*** EXCERPT TO READ ***

A State Supreme Court justice has allowed a civil rights lawsuit by the family of William C. Sager Jr., who died in 2014 after being assaulted by the manager of Molly’s Pub, to move forward.

Named in the suit are the City of Buffalo, its police commissioner, officers who worked security at the bar on Main Street in University Heights and the bar’s owners, manager and landlord.

Justice James H. Dillon denied the defendants’ motions to dismiss the lawsuit, noting that the Buffalo Police Department, also named as a defendant, “was not an entity which may be sued,” adding that the city was the proper party.

The defendants were given 20 days to file answers to the complaint, filed in May 2015.

Sager, an Air National Guardsman, was a customer at Molly’s on May 11, 2014, and suffered severe head injuries when an intoxicated Basil shoved him down a stairway. Sager, 28, died 2½ months later.

Bar manager Jeffrey J. Basil, 38, of Amherst, is now serving 18 years in prison after pleading guilty a year ago to manslaughter in Sager’s death.

*** End of EXCERPT TO READ ***
*** ENTRIES SHOWN ***

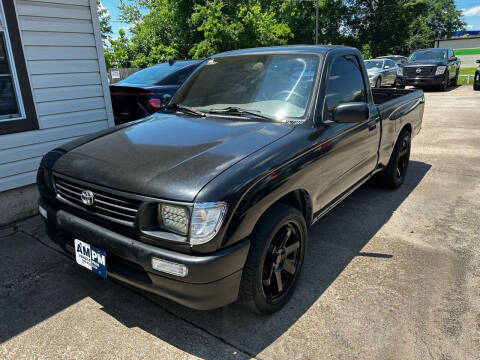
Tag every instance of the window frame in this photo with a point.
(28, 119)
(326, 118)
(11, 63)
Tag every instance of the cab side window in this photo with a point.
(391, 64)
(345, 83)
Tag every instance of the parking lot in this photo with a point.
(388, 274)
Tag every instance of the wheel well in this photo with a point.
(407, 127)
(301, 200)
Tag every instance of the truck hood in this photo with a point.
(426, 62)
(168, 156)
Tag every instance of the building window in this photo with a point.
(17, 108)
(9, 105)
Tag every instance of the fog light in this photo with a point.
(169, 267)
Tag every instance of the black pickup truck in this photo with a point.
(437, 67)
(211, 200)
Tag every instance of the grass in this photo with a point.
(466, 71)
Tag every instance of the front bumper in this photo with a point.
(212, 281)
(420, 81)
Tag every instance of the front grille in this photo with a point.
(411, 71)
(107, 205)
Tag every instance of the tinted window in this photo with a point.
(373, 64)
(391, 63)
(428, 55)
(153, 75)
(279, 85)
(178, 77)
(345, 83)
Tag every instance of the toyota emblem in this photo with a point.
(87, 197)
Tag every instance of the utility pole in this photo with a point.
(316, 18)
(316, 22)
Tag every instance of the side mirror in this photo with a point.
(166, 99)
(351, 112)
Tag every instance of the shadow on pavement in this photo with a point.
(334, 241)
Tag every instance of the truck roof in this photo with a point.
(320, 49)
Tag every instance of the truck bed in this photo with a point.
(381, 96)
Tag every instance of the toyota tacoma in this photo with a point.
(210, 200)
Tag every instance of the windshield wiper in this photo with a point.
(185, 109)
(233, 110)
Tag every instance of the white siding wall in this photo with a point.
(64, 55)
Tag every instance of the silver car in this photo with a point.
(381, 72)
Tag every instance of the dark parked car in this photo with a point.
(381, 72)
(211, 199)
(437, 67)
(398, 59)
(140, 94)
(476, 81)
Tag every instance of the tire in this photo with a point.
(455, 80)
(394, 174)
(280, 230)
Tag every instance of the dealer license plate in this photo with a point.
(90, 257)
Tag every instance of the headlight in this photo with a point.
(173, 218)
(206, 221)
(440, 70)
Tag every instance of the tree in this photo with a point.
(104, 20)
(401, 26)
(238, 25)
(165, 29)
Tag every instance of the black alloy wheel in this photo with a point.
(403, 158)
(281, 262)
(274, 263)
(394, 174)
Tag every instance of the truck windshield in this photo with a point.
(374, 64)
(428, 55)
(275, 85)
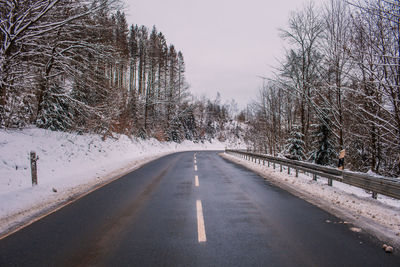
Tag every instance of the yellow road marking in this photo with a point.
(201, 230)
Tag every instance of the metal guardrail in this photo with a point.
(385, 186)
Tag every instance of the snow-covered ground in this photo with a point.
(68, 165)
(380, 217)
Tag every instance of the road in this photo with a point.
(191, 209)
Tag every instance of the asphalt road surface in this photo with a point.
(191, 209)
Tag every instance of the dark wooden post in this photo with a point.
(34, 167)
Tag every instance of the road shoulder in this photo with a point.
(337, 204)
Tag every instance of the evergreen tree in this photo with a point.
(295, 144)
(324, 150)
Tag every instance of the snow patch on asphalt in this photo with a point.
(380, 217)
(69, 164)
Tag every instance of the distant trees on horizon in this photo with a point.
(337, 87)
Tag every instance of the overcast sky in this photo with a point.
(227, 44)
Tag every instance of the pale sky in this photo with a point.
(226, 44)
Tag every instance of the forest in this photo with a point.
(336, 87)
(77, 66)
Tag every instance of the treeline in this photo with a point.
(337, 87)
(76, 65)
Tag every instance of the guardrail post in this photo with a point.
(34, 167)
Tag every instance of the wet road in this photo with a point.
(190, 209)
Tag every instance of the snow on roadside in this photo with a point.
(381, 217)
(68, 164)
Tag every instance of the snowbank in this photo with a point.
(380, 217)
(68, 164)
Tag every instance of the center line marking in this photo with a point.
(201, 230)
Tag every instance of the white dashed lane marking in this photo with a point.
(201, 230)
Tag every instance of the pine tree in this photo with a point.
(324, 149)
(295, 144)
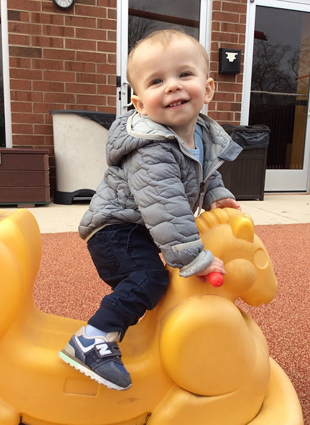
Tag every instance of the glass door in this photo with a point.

*** End of ENTRIES SHOWN ***

REQUIREMENT 1 >> In the report on the Sager lawsuit, how many days were the defendants given to file answers to the complaint?
REQUIREMENT 2 >> Take the report on the Sager lawsuit further, continuing directly after its final sentence.

EXERCISE RESULT 1 >> The defendants were given 20 days.

EXERCISE RESULT 2 >>
Two off-duty Buffalo police officers, Robert E. Eloff and Adam E. O’Shei, were working private security at the bar that night, and at Basil’s instruction, Eloff handcuffed the fatally injured man and carried him outside after the assault rather than administering aid or arresting Basil. Eloff also admitted helping Basil remove possibly incriminating security video.

In June, Eloff pleaded guilty in federal court to a misdemeanor civil rights violation and resigned from the Police Department. O’Shei, who testified for the prosecution in Basil’s trial, remains suspended with pay and faces possible disciplinary action. Molly’s closed after Sager’s death.

The lawsuit contends that the city and the police commissioner were responsible for violations of Sager’s civil rights and for his death because, it says, they adopted and sanctioned two policies that were “a dangerous conflict of interest,” pitting the professional duties of police officers against their personal interest in protecting private employers.

It describes the first policy as “the City’s Police Bouncer Policy,” under which off-duty officers were allowed to work in bars in what the suit says was a direct violation of the state Alcoholic Beverage Control Law. After the assault at Molly’s that Police Commissioner Daniel Derenda reversed the policy and forbade officers from working directly for bar owners.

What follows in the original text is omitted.